━━ TRECHO DO DOCUMENTO

Quando as gravações de Joesley Batista com o presidente Temer se tornaram públicas, escrevi textos constatando a insustentabilidade de seu governo, alegando que sua única prioridade, a partir de então, seria sobreviver no cargo, não fazer as reformas. Entendo que não é uma posição fácil, pois defender a saída de Temer implica em fortalecer o discurso oportunista da extrema-esquerda, inclusive aquele golpista que pede “diretas já” de forma inconstitucional.
O dilema de muitos brasileiros decentes era claro: o princípio da ética contra o pragmatismo. Mas argumentei, então, que mesmo pelo viés pragmático era melhor pregar a saída de Temer, pois com ele não teríamos reformas e ainda corríamos o risco de medidas populistas, como as que estamos vendo agora por meio do BNDES. Tough call.
Esse dilema é o que atormenta os tucanos, pois se casaram com o governo Temer, supostamente em prol das reformas necessárias e da estabilidade política. Mas até onde vai o discurso da estabilidade política? Até o TSE expor sua inutilidade e ignorar “excesso de provas”? Até mais escândalos tornarem inviável a permanência dessa turma no poder e o desgaste ser fatal? É complicado mesmo, até porque sabemos que não é apenas o “interesse nacional” que move os caciques tucanos, e sim sua própria sobrevivência.
Daí o racha interno. A ala mais jovem queria romper com Temer, os caciques preferiram ficar. E FHC, eterno “morde e assopra”, já balança mais do que a pinguela, ora pedindo calma e permanência, ora pregando até eleição antecipada, de acordo com os desejos da extrema-esquerda. Tucano gosta mesmo de ficar em cima do muro. Mas essa postura terá um custo alto, especialmente para João Doria, caso seja o candidato em 2018.

━━━━
━━ REGISTROS FORNECIDOS

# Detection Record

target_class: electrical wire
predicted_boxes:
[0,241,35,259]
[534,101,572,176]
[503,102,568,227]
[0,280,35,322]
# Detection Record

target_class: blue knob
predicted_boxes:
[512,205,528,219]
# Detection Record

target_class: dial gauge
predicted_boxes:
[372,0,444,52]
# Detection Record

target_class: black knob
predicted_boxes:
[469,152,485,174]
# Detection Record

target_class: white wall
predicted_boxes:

━━━━
━━ REGISTROS FORNECIDOS

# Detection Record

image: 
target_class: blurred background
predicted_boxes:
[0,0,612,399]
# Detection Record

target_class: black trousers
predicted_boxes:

━━━━

■ TAREFA A: Quais linhas da listagem contêm a palavra "black"? Reúna todas elas e copie-as.
■ TAREFA B: Dê sequência ao artigo sobre os tucanos e o governo Temer, começando logo após a última frase.

■ RESPOSTA A:
target_class: black knob
target_class: black trousers

■ RESPOSTA B:
Rogério Werneck, em sua coluna de hoje, argumenta que a permanência do PSDB no governo vem expondo o partido a um desastroso desgaste. Já sofreu uma baixa importante, com a saída de Miguel Reale Jr., respeitado jurista. Diz Werneck:
O PSDB recusa-se a enxergar a real extensão das dificuldades com que se debate o presidente. Mal terminada a desgastante batalha do TSE, o Planalto prepara-se, agora, para enfrentar a denúncia contra Michel Temer que estaria prestes a ser apresentada pela Procuradoria-Geral da República (PGR). O plano de jogo do governo, que o PSDB parece subscrever, é correr contra o tempo. Dar celeridade à decisão da Câmara sobre a admissibilidade da acusação contra o presidente, antes que “fatos novos” possam vir a comprometer seu apoio na Casa.
O que parece não ter sido percebido é que, ciente desse plano, a PGR pode, respeitados os prazos legais, postergar a apresentação da denúncia contra o presidente, até que “fatos novos”, gerados pela própria PGR, possam vir a público. Que é exatamente o que a Procuradoria-Geral da República já vem fazendo.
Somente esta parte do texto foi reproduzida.